Description of the task →
Transcribe exactly the portion of the listing below that runs from the line containing "For each instance of the dirt road" through its last line.

Data to process →
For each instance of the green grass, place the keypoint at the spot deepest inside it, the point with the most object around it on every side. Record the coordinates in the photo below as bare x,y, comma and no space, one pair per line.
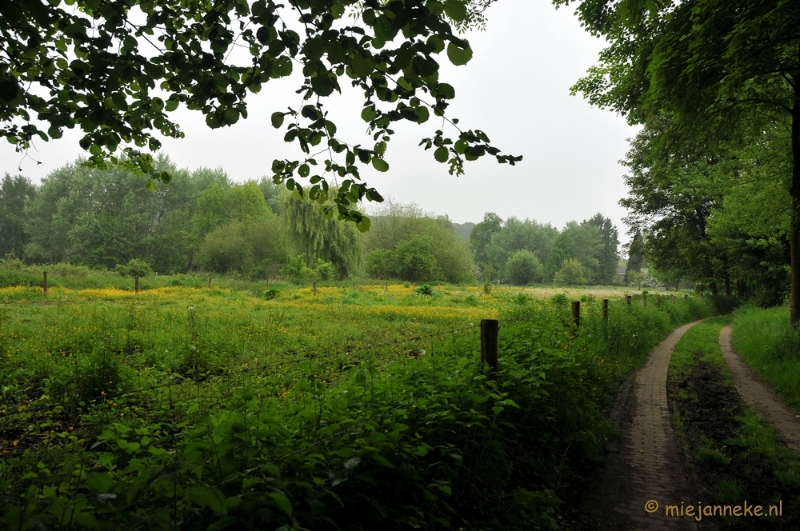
220,406
764,339
755,435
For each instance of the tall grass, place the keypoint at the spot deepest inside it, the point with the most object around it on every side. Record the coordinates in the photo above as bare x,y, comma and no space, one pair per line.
348,409
766,341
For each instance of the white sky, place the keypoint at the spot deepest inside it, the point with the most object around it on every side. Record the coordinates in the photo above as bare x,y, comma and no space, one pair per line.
516,89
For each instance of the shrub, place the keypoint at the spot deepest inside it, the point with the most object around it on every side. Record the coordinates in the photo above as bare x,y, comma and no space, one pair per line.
133,268
570,274
425,289
523,268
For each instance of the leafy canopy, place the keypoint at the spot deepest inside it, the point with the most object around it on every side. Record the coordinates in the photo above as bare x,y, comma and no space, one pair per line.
101,66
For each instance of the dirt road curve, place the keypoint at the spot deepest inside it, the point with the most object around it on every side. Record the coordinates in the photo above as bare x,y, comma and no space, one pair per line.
646,471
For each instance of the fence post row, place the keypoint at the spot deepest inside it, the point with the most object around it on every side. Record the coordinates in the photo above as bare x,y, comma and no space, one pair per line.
489,336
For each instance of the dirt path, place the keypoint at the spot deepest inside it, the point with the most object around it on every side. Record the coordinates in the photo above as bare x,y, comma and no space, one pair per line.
646,466
759,396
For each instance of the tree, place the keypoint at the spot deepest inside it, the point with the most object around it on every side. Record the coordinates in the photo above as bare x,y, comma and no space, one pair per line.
563,249
224,203
609,242
570,274
413,259
635,255
14,192
316,236
94,66
481,236
713,67
102,218
586,247
516,235
523,268
397,224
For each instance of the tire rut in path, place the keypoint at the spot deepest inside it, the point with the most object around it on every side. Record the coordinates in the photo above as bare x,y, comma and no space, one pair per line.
759,396
647,465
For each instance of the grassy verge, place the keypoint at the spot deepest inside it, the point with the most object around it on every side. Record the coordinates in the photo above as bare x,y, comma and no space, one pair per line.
348,409
734,454
767,343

Task output →
For each instance of the dirt road curve, place the keypoint at the spot deepest inside it, the point with the most object around it on every side. Record the coordinates in the photo above as bare x,y, comma and no space, one pair per line.
646,471
For each instance of the fence post row, place the keypoint at the spot deepest inside it, the point with the most object around it on every side. Record the coordinates in the photo above as bare x,y, comma and no space, one pair per line.
489,336
For each instance of the dirt path, place the keypoint at the spot deepest inside it, the point with the most object around it on every side. Record the coordinates in the photo above as bare x,y, comma and no space, one pair per line.
646,466
759,396
For each instance of the tree, place the keypoint at the spot deepest inside it, the point with the most object around it on every side. Record the coordinates in the photo above as bare x,y, comma and no space, one pair per line.
563,249
224,203
609,242
570,274
413,259
635,255
14,192
316,236
94,66
481,236
713,67
102,218
586,247
516,235
523,268
397,224
For each instance of the tire rut in path, place the keypoint at the spot deepest inside it, the point with the most object around it on every side. Record the coordinates in the photo above as bare x,y, comma and no space, one pair per line.
759,396
647,465
For each instance of the grassy verge, place the keypoint at the spot deepest inside it, the point with the most object around it on every side. Record the coordinates in the photo above as bare x,y, comma and no space, one pair per line.
348,409
734,454
767,343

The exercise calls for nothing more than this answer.